Start of Data in this exercise
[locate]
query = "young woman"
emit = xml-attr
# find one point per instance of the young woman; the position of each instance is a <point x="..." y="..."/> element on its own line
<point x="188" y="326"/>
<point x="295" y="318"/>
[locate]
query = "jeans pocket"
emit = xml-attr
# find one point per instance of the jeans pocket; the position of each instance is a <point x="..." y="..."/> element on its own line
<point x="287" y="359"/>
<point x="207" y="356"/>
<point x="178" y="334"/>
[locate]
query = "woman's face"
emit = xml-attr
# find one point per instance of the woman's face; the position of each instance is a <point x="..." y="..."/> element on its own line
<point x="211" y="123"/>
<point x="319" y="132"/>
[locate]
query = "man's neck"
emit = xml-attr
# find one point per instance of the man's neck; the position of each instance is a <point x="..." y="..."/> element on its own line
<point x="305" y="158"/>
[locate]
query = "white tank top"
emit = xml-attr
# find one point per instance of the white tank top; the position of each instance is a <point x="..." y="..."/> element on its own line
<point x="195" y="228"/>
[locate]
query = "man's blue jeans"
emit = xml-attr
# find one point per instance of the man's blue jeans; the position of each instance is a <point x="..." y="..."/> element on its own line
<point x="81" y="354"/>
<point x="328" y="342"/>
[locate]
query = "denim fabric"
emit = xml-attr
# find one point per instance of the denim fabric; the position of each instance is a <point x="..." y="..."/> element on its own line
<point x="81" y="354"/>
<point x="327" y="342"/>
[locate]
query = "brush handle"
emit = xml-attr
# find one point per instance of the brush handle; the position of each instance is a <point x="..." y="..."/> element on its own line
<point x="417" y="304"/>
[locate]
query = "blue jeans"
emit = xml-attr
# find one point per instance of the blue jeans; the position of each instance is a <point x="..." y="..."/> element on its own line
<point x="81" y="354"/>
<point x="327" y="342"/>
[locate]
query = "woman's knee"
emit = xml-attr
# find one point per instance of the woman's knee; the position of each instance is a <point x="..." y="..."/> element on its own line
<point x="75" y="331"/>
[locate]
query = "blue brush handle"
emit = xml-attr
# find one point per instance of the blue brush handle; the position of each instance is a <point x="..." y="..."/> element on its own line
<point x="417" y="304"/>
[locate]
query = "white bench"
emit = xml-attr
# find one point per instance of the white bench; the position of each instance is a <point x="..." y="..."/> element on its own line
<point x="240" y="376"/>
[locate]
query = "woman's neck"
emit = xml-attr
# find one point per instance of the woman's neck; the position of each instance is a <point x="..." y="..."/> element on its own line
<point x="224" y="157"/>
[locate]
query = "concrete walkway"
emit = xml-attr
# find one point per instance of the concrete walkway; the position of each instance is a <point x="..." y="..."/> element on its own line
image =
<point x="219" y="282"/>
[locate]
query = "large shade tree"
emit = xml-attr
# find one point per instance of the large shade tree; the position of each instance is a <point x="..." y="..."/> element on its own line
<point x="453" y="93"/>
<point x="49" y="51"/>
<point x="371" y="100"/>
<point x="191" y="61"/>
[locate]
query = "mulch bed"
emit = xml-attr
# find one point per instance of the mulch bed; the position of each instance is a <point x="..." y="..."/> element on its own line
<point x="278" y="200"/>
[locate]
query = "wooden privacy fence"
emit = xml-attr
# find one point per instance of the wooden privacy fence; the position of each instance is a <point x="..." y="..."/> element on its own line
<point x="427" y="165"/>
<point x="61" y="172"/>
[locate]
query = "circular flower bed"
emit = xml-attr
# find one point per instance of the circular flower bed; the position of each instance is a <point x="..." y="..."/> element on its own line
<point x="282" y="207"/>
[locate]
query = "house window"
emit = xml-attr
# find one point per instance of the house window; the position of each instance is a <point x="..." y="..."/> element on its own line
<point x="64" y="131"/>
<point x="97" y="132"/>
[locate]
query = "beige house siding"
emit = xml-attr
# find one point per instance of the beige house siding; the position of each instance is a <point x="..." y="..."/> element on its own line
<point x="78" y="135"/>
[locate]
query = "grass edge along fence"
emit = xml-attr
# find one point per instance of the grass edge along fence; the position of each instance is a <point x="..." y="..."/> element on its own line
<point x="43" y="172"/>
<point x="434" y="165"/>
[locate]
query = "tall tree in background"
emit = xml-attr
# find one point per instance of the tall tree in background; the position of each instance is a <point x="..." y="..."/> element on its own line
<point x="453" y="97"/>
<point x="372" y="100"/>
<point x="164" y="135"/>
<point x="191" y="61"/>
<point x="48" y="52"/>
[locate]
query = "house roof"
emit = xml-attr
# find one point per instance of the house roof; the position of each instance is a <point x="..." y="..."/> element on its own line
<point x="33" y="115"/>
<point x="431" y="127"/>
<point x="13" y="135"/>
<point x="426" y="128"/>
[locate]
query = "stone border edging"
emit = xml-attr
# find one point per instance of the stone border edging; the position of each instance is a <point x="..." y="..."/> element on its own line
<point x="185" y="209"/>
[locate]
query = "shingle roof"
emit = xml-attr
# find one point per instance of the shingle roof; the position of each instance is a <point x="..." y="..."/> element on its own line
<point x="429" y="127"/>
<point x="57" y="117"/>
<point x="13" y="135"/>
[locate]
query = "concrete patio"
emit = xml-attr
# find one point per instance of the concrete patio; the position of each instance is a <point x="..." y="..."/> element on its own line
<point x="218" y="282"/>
End of Data in this exercise
=== Task to carry out ===
Locate every line in the data above that contains the string "wooden", and copy each of those lines.

=== Answer to this problem ===
query = "wooden privacy fence"
# find one point per instance of the wooden privacy fence; the position of each instance is a <point x="..." y="..."/> element on its own line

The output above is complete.